◆ TO DO ◆
Within the data below, state how many lines contain the string "excavator". Provide the number only.

[[ LISTED RECORDS open ]]

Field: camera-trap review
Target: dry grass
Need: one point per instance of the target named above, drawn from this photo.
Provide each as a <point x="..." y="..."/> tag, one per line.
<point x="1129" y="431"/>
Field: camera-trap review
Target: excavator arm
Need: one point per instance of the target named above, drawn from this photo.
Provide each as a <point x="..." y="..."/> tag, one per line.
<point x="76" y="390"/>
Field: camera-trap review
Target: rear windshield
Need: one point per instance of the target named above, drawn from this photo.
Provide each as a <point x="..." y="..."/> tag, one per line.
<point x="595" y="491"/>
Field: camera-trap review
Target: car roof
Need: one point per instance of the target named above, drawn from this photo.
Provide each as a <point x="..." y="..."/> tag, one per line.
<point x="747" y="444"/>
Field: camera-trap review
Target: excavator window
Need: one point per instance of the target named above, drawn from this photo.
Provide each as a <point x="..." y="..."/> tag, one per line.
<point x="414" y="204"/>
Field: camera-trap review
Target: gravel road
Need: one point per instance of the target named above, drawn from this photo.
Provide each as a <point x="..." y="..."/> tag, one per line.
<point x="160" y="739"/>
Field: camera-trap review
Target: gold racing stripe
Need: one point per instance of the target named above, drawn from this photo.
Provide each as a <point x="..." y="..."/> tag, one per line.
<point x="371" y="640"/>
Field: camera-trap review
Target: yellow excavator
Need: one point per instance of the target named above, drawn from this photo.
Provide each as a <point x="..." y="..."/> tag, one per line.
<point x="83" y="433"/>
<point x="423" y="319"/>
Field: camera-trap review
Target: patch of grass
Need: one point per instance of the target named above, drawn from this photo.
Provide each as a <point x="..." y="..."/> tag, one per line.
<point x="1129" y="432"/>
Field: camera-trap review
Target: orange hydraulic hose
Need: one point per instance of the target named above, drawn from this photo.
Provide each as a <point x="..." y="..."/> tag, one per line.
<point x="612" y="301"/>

[[ LISTED RECORDS closed ]]

◆ ANSWER FOR THE TASK ◆
3